**WRITTEN INSTRUCTION**
Exactly reproduce each entry, leaving out nothing.
-- Start EXTRACTED INFORMATION --
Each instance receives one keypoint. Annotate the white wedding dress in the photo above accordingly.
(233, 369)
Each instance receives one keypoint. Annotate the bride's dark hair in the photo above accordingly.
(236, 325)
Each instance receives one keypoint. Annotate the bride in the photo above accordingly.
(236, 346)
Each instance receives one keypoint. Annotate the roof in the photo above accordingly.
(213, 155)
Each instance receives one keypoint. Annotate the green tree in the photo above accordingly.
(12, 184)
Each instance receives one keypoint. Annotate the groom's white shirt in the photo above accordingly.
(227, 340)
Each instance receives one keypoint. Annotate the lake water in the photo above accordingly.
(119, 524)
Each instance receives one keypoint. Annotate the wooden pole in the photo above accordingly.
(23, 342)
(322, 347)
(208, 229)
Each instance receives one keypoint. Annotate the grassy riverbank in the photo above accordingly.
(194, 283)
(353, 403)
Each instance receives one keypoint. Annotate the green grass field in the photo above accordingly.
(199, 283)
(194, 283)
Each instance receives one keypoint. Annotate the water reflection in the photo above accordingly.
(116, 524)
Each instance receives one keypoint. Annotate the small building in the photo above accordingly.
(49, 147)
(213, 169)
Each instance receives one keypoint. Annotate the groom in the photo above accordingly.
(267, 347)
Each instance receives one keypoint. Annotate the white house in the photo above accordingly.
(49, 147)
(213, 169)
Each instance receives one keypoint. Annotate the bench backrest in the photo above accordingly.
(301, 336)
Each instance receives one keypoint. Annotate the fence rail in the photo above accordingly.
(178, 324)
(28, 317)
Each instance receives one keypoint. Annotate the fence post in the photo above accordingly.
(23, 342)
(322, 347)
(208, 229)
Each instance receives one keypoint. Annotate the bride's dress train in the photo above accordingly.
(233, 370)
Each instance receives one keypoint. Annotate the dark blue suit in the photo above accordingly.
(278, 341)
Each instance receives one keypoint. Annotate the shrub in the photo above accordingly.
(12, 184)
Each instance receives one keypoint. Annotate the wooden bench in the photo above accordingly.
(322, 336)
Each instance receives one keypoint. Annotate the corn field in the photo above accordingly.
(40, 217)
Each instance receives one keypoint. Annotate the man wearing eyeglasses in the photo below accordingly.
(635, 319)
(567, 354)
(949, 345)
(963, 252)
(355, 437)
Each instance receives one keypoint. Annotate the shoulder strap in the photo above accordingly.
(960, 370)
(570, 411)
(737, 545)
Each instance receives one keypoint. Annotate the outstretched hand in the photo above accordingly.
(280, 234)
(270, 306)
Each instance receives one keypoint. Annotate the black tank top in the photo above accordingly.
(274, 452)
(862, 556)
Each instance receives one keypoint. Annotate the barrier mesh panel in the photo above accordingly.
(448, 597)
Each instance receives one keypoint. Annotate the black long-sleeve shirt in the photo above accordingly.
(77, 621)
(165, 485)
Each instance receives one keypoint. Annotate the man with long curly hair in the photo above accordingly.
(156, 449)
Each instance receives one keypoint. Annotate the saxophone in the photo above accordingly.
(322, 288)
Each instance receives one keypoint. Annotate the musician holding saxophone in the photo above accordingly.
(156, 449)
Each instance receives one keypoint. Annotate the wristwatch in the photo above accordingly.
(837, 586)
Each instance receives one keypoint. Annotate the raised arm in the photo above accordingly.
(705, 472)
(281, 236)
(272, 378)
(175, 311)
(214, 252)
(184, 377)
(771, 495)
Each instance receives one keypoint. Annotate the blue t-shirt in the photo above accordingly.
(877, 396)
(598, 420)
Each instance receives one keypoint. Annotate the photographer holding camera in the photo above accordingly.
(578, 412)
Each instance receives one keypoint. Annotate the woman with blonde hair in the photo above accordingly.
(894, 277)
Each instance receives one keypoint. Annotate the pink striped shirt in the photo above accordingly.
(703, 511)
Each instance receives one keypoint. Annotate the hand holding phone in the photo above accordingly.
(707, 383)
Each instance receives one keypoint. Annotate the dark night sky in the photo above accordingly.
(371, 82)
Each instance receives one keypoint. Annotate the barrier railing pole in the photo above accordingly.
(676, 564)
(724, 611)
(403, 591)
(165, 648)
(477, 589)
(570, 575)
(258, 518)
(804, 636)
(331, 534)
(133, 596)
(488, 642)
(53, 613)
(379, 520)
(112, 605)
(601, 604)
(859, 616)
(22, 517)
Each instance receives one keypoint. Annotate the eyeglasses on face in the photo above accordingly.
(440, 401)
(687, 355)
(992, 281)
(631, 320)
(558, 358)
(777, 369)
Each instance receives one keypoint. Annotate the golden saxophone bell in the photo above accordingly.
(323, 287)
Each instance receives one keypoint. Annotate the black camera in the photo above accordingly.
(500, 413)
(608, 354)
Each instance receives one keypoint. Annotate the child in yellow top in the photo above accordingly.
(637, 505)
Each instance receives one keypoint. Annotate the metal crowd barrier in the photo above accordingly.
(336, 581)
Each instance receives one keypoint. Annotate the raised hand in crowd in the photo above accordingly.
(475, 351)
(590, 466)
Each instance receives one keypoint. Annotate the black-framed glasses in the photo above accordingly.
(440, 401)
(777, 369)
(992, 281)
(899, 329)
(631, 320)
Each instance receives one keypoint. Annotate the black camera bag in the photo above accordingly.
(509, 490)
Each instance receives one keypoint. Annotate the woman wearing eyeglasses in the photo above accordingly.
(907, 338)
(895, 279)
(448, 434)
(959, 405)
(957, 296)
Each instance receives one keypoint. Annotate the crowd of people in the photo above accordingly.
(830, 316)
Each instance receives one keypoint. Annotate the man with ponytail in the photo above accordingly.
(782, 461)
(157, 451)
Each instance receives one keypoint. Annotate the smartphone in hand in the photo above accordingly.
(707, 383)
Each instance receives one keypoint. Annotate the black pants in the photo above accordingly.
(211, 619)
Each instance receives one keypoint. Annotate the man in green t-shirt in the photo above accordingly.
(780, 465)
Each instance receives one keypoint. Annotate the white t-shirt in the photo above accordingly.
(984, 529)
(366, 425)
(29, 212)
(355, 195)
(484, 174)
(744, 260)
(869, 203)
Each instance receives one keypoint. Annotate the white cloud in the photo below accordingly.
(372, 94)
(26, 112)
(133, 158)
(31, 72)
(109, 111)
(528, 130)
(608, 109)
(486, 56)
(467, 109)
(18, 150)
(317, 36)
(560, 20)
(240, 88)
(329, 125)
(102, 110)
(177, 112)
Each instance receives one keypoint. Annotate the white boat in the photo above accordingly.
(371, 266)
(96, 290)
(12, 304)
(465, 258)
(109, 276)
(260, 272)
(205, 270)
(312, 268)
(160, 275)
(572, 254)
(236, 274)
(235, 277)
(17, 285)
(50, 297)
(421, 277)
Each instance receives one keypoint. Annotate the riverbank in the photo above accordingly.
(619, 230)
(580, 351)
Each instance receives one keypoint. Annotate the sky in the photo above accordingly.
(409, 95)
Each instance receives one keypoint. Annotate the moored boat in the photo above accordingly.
-- End EXTRACTED INFORMATION --
**WRITTEN ANSWER**
Each instance receives one keypoint. Annotate the white wedding dress in the photo above accordingly.
(233, 369)
Each instance receives one keypoint. Annotate the bride's dark hair in the photo above accordingly.
(236, 325)
Each instance receives one keypoint. Annotate the bride in the photo above accordingly.
(236, 346)
Each instance receives one keypoint. Annotate the roof in the photo above accordingly.
(213, 155)
Each instance receives one keypoint. Annotate the green tree in the photo above accordingly.
(12, 184)
Each instance receives one keypoint. Annotate the groom's white shirt in the photo above accordingly.
(227, 340)
Each instance receives one keypoint. Annotate the lake water in the photo above accordingly.
(119, 524)
Each instance receives one keypoint. Annotate the wooden pole in the photo above accordingly.
(23, 342)
(322, 347)
(208, 229)
Each instance receives one keypoint. Annotate the grassy riverbank in the photo above accordingly.
(194, 283)
(353, 403)
Each instance receives one keypoint. Annotate the green grass field in the photo above accordingly.
(199, 283)
(194, 283)
Each instance receives one keypoint. Annotate the water reflection in the photo above accordingly.
(116, 524)
Each instance receives one keypoint. Annotate the small building in the photo above accordingly.
(49, 147)
(213, 169)
Each instance receives one keypoint. Annotate the groom in the photo above accordingly.
(267, 347)
Each instance receives one keypoint. Annotate the white house in the photo above accordingly.
(49, 147)
(213, 169)
Each instance receives one keypoint. Annotate the bench backrest in the photo above accordingly.
(301, 336)
Each instance receives one keypoint. Annotate the fence rail in the photo above accordingly.
(178, 324)
(28, 317)
Each instance receives one keypoint. Annotate the fence post in the photo above accordingly.
(23, 342)
(322, 347)
(208, 229)
Each instance receives one keypoint. Annotate the bride's dress train in the photo above accordingly.
(233, 370)
Each instance receives one keypoint. Annotate the dark blue suit in the photo above accordingly.
(278, 341)
Each instance receives one keypoint. Annotate the shrub in the photo above accordingly.
(12, 184)
Each instance receives one keypoint. Annotate the wooden bench in the photo above accordingly.
(322, 336)
Each instance receives one keypoint. Annotate the corn field in the photo above accordingly.
(40, 217)
Each instance receives one keypoint. Annotate the man wearing eyeglasses in the photo below accordingly.
(635, 319)
(567, 354)
(949, 345)
(963, 252)
(355, 437)
Each instance receives one keypoint. Annotate the shoulder strap in the photo above accordingly.
(960, 370)
(570, 411)
(737, 545)
Each instance receives one keypoint. Annotate the outstretched hand in the photo above accordingly.
(280, 234)
(270, 306)
Each instance receives one keypoint. Annotate the black tank top in the photo above accordingly.
(274, 452)
(862, 556)
Each instance receives one keypoint. Annotate the barrier mesh panel in the photo above accordingly.
(448, 597)
Each instance receives one keypoint. Annotate the black long-sleeve shirt in the photo above accordingly.
(77, 621)
(165, 485)
Each instance receives one keypoint. Annotate the man with long curly hair in the photo above accordingly.
(156, 449)
Each instance receives one keypoint. Annotate the saxophone in the photo above accordingly.
(322, 288)
Each instance receives one keypoint. Annotate the musician holding saxophone in the photo above accordingly.
(156, 449)
Each instance receives one keypoint. Annotate the wristwatch in the photo above accordingly.
(837, 586)
Each instance receives one keypoint. Annotate the raised arm in the photo above accordingly.
(705, 472)
(281, 236)
(272, 378)
(175, 311)
(214, 252)
(184, 377)
(771, 495)
Each instance receives one keypoint. Annotate the blue t-shirt in the photo above accordingly.
(877, 396)
(598, 420)
Each instance receives one keypoint. Annotate the photographer holding camera in the photo above accordingly.
(578, 412)
Each instance receives one keypoint. Annotate the woman with blonde hair in the photo above accordingly.
(894, 277)
Each instance receives one keypoint. Annotate the pink striped shirt in the photo above accordingly.
(703, 511)
Each instance receives one keypoint. Annotate the hand holding phone in the photo above accordingly.
(707, 383)
Each instance receives one keypoint. Annotate the dark night sky in the photo above accordingly.
(371, 82)
Each instance receives one keypoint. Annotate the barrier railing pole in the photo above accordingly.
(676, 564)
(724, 611)
(403, 591)
(165, 648)
(477, 589)
(570, 575)
(258, 518)
(804, 636)
(331, 534)
(133, 596)
(488, 642)
(53, 613)
(379, 520)
(112, 605)
(601, 604)
(859, 616)
(22, 517)
Each instance receives one keypoint. Annotate the eyeglasses on face in the photo above accordingly.
(440, 401)
(687, 355)
(992, 281)
(631, 320)
(558, 358)
(777, 369)
Each instance receives one keypoint. Annotate the golden saxophone bell in the photo above accordingly.
(323, 287)
Each instance receives one keypoint. Annotate the black camera in the photo above accordingly.
(500, 413)
(608, 354)
Each instance receives one keypoint. Annotate the child in yellow top in the photo above accordingly.
(637, 505)
Each instance receives one keypoint. Annotate the metal crowd barrier in the photo above accordingly.
(336, 581)
Each instance receives one keypoint. Annotate the raised hand in crowd in the photo above accordingly.
(475, 351)
(590, 466)
Each instance receives one keypoint. Annotate the black-framed glasses in the photo above accordingly.
(440, 401)
(777, 369)
(992, 281)
(899, 329)
(631, 320)
Each instance receives one keypoint. Annotate the black camera bag in the photo above accordingly.
(509, 490)
Each instance receives one keypoint. Annotate the woman wearing eyeglasses in the photo above accordingly.
(907, 338)
(895, 279)
(448, 434)
(959, 405)
(957, 296)
Each instance receives one keypoint. Annotate the crowd of people in the photo above accordingly.
(830, 316)
Each instance receives one keypoint. Annotate the man with ponytail in the photo above accordingly.
(782, 461)
(157, 451)
Each instance receives one keypoint. Annotate the smartphone in hand in the photo above accordingly.
(707, 383)
Each instance receives one keypoint. Annotate the black pants in the photo above accordingly.
(211, 619)
Each instance receives one keypoint. Annotate the man in green t-shirt in the photo above accordingly.
(780, 465)
Each instance receives one keypoint. Annotate the white t-shirt in the photo above accordingly.
(984, 529)
(366, 425)
(29, 212)
(355, 195)
(484, 174)
(744, 260)
(869, 203)
Each instance receives one keypoint. Annotate the white cloud in the photo below accordingly.
(372, 94)
(26, 112)
(133, 158)
(31, 72)
(109, 111)
(528, 130)
(608, 109)
(486, 56)
(467, 109)
(18, 150)
(317, 36)
(560, 20)
(240, 88)
(329, 125)
(102, 110)
(177, 112)
Each instance receives one keypoint. Annotate the white boat in the photo above accordingly.
(371, 266)
(96, 290)
(12, 304)
(465, 258)
(109, 276)
(260, 272)
(205, 270)
(312, 268)
(160, 275)
(572, 254)
(236, 274)
(235, 277)
(17, 285)
(50, 297)
(421, 277)
Each instance receives one keypoint. Annotate the riverbank in the photo above accordingly.
(619, 230)
(580, 351)
Each instance receives one keypoint. Annotate the sky in the photo above accordingly.
(409, 95)
Each instance receives one keypoint. Annotate the moored boat in the photo above accordingly.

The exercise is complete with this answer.